Man könnte meinen, es gäbe wichtigere Themen für ein Debatten-Format wie die «Arena». Ob ein Detailhändler ein bestimmtes Produkt verkaufen soll, ist eigentlich Sache des jeweiligen Unternehmens. Nicht so in der Schweiz, wo die Frage «bisch es Migros- oder es Coop-Chind?» eine identitäre ist. Hier ist es ein Politikum.
Die letzte Arena-Sendung hat sich dem Thema gewidmet, über das die rund 2,3 Millionen Genossenschafterinnen und Genossenschafter der Migros am 4. Juni befinden werden: Soll die Migros künftig Alkohol verkaufen, oder nicht?
In den Ring sind befürwortend für den Alkoholverkauf gestiegen:
Dagegen sind angetreten:
Dass Konsumenten überhaupt über diese Frage abstimmen, ist auf die Rechtsform der Migros zurückzuführen. Die Genossenschaften haben seit dem Jahr 1983 in ihren Statuten festgehalten, dass sie kein Alkohol verkaufen.
Das soll sich nun ändern. Es sei an der Zeit, dass die Konsumenten befragt werden, sagte Initiantin Renata Georg. «Wir haben das Gefühl, es ist nicht mehr zeitgemäss, keinen Alkohol zu verkaufen.» Mit «wir» meinte Georg sich und ihre Mitstreiter. Die Migros-Spitze äussert sich nicht zur Frage.
Wichtig: Jede der zehn regionalen Genossenschaften entscheidet für sich. Es könnte also sein, dass nach dem 4. Juni die Migros Basel kein Alkohol verkauft, die Migros Ostschweiz allerdings schon.

+++

§ **Aufgaben**:
1 – Erklären Sie in ein bis drei Sätzen, warum laut dem Artikel über die Migros-Abstimmung die Konsumenten überhaupt über den Alkoholverkauf abstimmen.
2 – Schreiben Sie aus dem Artikel über die Migros-Abstimmung die Stelle ab, die bei „Die letzte Arena-Sendung“ anfängt und bei „kein Alkohol verkaufen.“ aufhört.
3 – Führen Sie den Artikel über die Migros-Abstimmung nach seinem letzten Satz fort.
Die Einträge werden hierfür nicht gebraucht.

§ **Auflistung**:
+++

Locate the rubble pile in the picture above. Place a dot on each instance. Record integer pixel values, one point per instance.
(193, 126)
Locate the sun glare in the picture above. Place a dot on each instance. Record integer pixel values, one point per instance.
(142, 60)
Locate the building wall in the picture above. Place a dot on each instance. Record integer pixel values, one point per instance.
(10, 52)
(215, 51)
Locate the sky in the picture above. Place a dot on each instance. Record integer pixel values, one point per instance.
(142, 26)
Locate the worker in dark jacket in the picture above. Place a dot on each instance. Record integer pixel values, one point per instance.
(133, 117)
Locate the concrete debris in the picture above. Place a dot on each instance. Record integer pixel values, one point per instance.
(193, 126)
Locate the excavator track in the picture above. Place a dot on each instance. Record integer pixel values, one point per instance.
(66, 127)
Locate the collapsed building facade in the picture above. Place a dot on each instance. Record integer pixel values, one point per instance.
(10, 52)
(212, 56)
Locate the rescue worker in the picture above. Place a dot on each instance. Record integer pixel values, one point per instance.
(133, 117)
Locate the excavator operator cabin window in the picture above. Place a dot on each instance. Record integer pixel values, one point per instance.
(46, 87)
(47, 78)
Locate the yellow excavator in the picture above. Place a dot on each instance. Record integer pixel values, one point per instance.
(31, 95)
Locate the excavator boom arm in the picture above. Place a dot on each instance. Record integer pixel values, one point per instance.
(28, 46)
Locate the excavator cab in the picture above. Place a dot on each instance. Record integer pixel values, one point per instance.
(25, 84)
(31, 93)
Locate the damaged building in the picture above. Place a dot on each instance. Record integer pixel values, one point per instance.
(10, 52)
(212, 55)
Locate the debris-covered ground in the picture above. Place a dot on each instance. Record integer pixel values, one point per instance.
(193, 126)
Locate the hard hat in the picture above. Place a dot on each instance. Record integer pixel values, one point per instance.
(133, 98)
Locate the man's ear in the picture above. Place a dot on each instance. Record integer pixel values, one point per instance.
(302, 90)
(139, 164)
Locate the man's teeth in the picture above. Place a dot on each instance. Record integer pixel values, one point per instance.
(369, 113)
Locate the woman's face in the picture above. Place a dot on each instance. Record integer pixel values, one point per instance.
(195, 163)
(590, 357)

+++

§ **Antworten**:
1 – Das liegt an der Rechtsform der Migros: Die Genossenschaften haben seit 1983 in ihren Statuten festgehalten, keinen Alkohol zu verkaufen. Deshalb entscheiden die rund 2,3 Millionen Genossenschafterinnen und Genossenschafter am 4. Juni über eine Änderung.

2 –
Die letzte Arena-Sendung hat sich dem Thema gewidmet, über das die rund 2,3 Millionen Genossenschafterinnen und Genossenschafter der Migros am 4. Juni befinden werden: Soll die Migros künftig Alkohol verkaufen, oder nicht?
In den Ring sind befürwortend für den Alkoholverkauf gestiegen:
Dagegen sind angetreten:
Dass Konsumenten überhaupt über diese Frage abstimmen, ist auf die Rechtsform der Migros zurückzuführen. Die Genossenschaften haben seit dem Jahr 1983 in ihren Statuten festgehalten, dass sie kein Alkohol verkaufen.

3 –
Ein Flickenteppich? Nein, verteidigt Georg. Das sei Demokratie ganz im Sinne von «Dutti», dem verstorbenen Migros-Vater Gottlieb Duttweiler.
Auf der Befürworterseite fiel besonders der Gast in der zweiten Reihe auf. Matthias Müller, Präsident der Jungfreisinnigen, fand: Was die Migros ausmache, sei nicht ihr Alkohol-Verbot. Es gäbe viele Alkoholkranke in der Schweiz, was tragisch sei, so Müller. Aber: «Ich traue dem Migros-Konsumenten zu, dass er verantwortungsvoll mit dem Alkohol-Sortiment umgeht.» Dafür erntete der Jungfreisinnige gar Applaus.
Diese Worte riefen Lilian Studer auf den Plan. Als ehemalige Geschäftsführerin des Blauen Kreuzes, einer christlichen Organisation zur Selbsthilfe bei Suchtkrankheiten, konnte sie die Worte Müllers nicht unkommentiert lassen. «Vielen ist nicht bewusst, wie wichtig die Migros für Alkoholkranke ist.» Sie hatte täglich mit Betroffenen zu tun und wisse: «Süchtige Menschen gehen bewusst in die Migros, weil sie dort nicht in Versuchung geraten.»
Studer war auf einem guten Kurs, als ihr ein Patzer unterlief. «Ein grosser Teil kann nicht mit Alkohol umgehen, das ist fast der Kanton Thurgau.» Brotz hakte ein und justierte: «Also nicht alle Alkoholsüchtigen wohnen im Thurgau.» Das brachte die Studiogäste zum Lachen und untergrub das eigentlich ernsthafte Argument von Studer. Was sie meinte: Rund 300'000 Menschen in der Schweiz sind alkoholabhängig. Das entspricht ungefähr der Einwohnerzahl des Kantons Thurgau.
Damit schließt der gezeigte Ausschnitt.